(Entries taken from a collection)
=====

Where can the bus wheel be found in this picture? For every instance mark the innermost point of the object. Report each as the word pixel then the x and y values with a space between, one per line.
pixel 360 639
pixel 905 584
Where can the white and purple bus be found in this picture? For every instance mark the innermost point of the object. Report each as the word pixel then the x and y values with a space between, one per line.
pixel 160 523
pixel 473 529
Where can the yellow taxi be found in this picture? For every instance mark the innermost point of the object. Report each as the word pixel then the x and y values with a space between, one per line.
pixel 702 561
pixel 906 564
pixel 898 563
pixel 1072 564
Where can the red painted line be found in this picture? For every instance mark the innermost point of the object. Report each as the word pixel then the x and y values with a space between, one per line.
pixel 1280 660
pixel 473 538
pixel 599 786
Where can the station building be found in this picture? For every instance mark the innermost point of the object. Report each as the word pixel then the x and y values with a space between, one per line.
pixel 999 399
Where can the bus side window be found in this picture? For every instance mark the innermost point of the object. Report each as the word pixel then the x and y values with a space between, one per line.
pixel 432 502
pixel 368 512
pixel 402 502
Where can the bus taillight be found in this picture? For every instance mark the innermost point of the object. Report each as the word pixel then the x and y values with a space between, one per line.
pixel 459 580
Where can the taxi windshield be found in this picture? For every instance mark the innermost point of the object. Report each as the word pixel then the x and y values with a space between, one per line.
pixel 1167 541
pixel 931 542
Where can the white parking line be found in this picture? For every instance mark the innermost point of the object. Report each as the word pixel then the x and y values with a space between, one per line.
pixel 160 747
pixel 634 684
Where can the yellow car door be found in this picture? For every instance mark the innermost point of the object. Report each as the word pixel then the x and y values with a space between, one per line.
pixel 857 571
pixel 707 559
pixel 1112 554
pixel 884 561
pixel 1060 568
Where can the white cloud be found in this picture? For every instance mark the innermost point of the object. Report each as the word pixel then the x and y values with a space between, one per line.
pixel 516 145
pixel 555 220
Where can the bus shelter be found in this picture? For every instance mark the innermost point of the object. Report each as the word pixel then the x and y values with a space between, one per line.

=====

§ What is being asked: Return every one of the entries above word for word, with nothing changed or left out.

§ Worked answer:
Where can the bus wheel be found in this picture? For every instance mark the innermost point of the object. Report each as the word pixel then the x and y values with a space between, one per line.
pixel 360 639
pixel 905 584
Where can the white and purple bus be found in this picture? For every instance mark the innermost point of the object. Report each as the word pixel then the x and y values with a space between, one per line.
pixel 160 523
pixel 473 529
Where can the yellow taxi be found in this picture? For every instance mark the innermost point of the object. Report each as the word pixel then the x and y values with a space between, one per line.
pixel 702 561
pixel 906 564
pixel 898 563
pixel 1072 564
Where can the red painted line be found in this picture? For every instance mark the innermost point of the object. Report each as the word pixel then the x and y values with a space between, one per line.
pixel 1280 660
pixel 473 538
pixel 599 786
Where can the station building be found in this picture? For every instance mark the innermost point of the object. Report each as the word pixel then the x and y values with a space between, one per line.
pixel 999 399
Where can the bus side window be found in this picture? For every instance mark the innermost point of the object. Report each as the word pixel then the x and y values with a space between, one per line.
pixel 432 502
pixel 368 512
pixel 402 502
Where can the bus taillight be found in this picture? For every instance mark the innermost point of the object. Report each as the word pixel then the x and y values with a space between, one per line.
pixel 459 580
Where can the taxi windshield be found in this picture? For every instance mark the innermost point of the object. Report each as the word pixel then the x and y values with a space between, one per line.
pixel 1167 541
pixel 931 542
Where can the white parking line be found in this picture? For every instance mark the innermost point of the object. Report each as the word pixel then the x and y values with a space between, one per line.
pixel 160 747
pixel 634 684
Where can the yellow car door be found in this picture? For every instance mark the innermost point of the object. Report each as the word pixel then the x and y values with a space between, one per line.
pixel 857 571
pixel 707 559
pixel 1112 554
pixel 884 561
pixel 1060 568
Where can the white cloud be found in this picture? For every instance mark the innermost point of the object. Report each as the word pixel then the x and y values with a space between, one per line.
pixel 516 145
pixel 555 220
Where can the bus shelter be found in this picture? For every instance mark the innermost point of the object. Report each as the word pixel then the x and y values with a space between, one per line.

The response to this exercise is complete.